Aim A –
From the Rust meeting notes below, copy word for word the part that starts with the words containing "### Working with" and ends with "handle these issues?".

Extract to read –
--- START ---
TC: I agree with all that. I think we accepted the RFC on restrictions. But nobody's picked up the impl. I'd be interested in the thoughts of the wasmtime team on the RFC and restrictions. A recent change to that RFC was consolidating the fields to where it's unsafe to touch the field at all. Is that useful to wasmtime? Does it fit the model?
Josh: I think they did but there may be some subsequent pushback on the syntax.
https://github.com/rust-lang/rfcs/blob/master/text/3323-restrictions.md
https://github.com/rust-lang/rfcs/pull/3458 (and *many* discussions about how it should work).
### Working with Pin is hard
TC: We have an in-progress lang experiemnt for pin-ergomonics which is addressing a lot of these points. As we go along with that, I'd be particularly interested in you guys trying it out and how it imppcats wasmtime.
Josh: :100: `:mood:`. I would be interested to know to what degree your preferred solutions would be "we need to use Pin for the necessary things for the types we're using" or "in an ideal world we'd rather not use Pin". Where is Pin coming up and are these cases where there's absolutely no way other than using Pin? For instance, if we had native support for self-referential types.
nikomatsakis: we're working on it I think, does the existing scope handle these issues?
Tyler: +1. I think we're working on all the issues the doc brought up.
### Unleakable types
Josh: Unleakable types - would love to have these (some form of linear typing). At least at the moment, passing ownership around has been our expected model for working with things like io-uring as well, but I'd personally be interested in seeing what better models might be possible if we had linear types. I'd really like to do this using one of the simple proposals that doesn't make a larger overhaul to Rust; those larger overhauls seem relevant for being able to handle these types generically (on par with `?Sized` or possibly worse), but it seems like we could defer them for many simple cases.
nikomatsakis: I think we should do this and soon, see my detailed comments below. I don't think it's that hard from the language perspective. This has always been in the back of my mind. It's contorting us in other ways where it shows up, e.g. why async is annoying around references which is pushing us towards Arc etc. We keep finding workarounds that kind of work but that push costs on our users.
Tyler: +1 to that. I wrote a whole blog post about this problem and how linear types could help us. I'm excited about the idea of adding unleakable types and possibly undroppable types. Also nervous about the transition. I think about the ability to have a scoped async task and that would be a huge one.
Aapo: Linear types: mojo recently did a blog post on linear types. That seemed very interesting and straightforward and nice.
--- END ---
Supplied entries –
--- START ---
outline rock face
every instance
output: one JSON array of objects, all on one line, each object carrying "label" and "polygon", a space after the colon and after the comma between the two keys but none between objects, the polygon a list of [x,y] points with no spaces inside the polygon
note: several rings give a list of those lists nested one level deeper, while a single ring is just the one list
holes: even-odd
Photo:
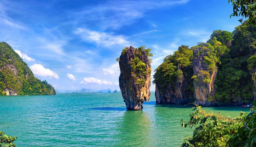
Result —
[{"label": "rock face", "polygon": [[11,47],[0,42],[0,95],[55,94],[51,85],[35,77]]},{"label": "rock face", "polygon": [[156,83],[156,102],[159,104],[187,104],[192,102],[193,93],[187,89],[191,82],[189,76],[177,78],[175,84],[170,84],[166,88]]},{"label": "rock face", "polygon": [[151,67],[145,51],[132,46],[123,50],[119,61],[119,86],[128,110],[142,110],[149,99]]},{"label": "rock face", "polygon": [[[205,45],[207,46],[206,44]],[[195,49],[193,51],[193,55],[194,75],[197,77],[194,78],[194,97],[200,105],[210,106],[214,104],[210,102],[215,93],[213,86],[217,72],[209,72],[208,66],[204,62],[204,57],[209,55],[207,50],[202,47]]]},{"label": "rock face", "polygon": [[193,50],[182,45],[167,56],[155,70],[157,103],[187,104],[192,101]]}]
--- END ---
Aim B –
Find every line in the listing that contains the string "polygon", matching its case exactly, and copy each of those lines.

Exercise result A –
### Working with Pin is hard
TC: We have an in-progress lang experiemnt for pin-ergomonics which is addressing a lot of these points. As we go along with that, I'd be particularly interested in you guys trying it out and how it imppcats wasmtime.
Josh: :100: `:mood:`. I would be interested to know to what degree your preferred solutions would be "we need to use Pin for the necessary things for the types we're using" or "in an ideal world we'd rather not use Pin". Where is Pin coming up and are these cases where there's absolutely no way other than using Pin? For instance, if we had native support for self-referential types.
nikomatsakis: we're working on it I think, does the existing scope handle these issues?

Exercise result B –
output: one JSON array of objects, all on one line, each object carrying "label" and "polygon", a space after the colon and after the comma between the two keys but none between objects, the polygon a list of [x,y] points with no spaces inside the polygon
[{"label": "rock face", "polygon": [[11,47],[0,42],[0,95],[55,94],[51,85],[35,77]]},{"label": "rock face", "polygon": [[156,83],[156,102],[159,104],[187,104],[192,102],[193,93],[187,89],[191,82],[189,76],[177,78],[175,84],[170,84],[166,88]]},{"label": "rock face", "polygon": [[151,67],[145,51],[132,46],[123,50],[119,61],[119,86],[128,110],[142,110],[149,99]]},{"label": "rock face", "polygon": [[[205,45],[207,46],[206,44]],[[195,49],[193,51],[193,55],[194,75],[197,77],[194,78],[194,97],[200,105],[210,106],[214,104],[210,102],[215,93],[213,86],[217,72],[209,72],[208,66],[204,62],[204,57],[209,55],[207,50],[202,47]]]},{"label": "rock face", "polygon": [[193,50],[182,45],[167,56],[155,70],[157,103],[187,104],[192,101]]}]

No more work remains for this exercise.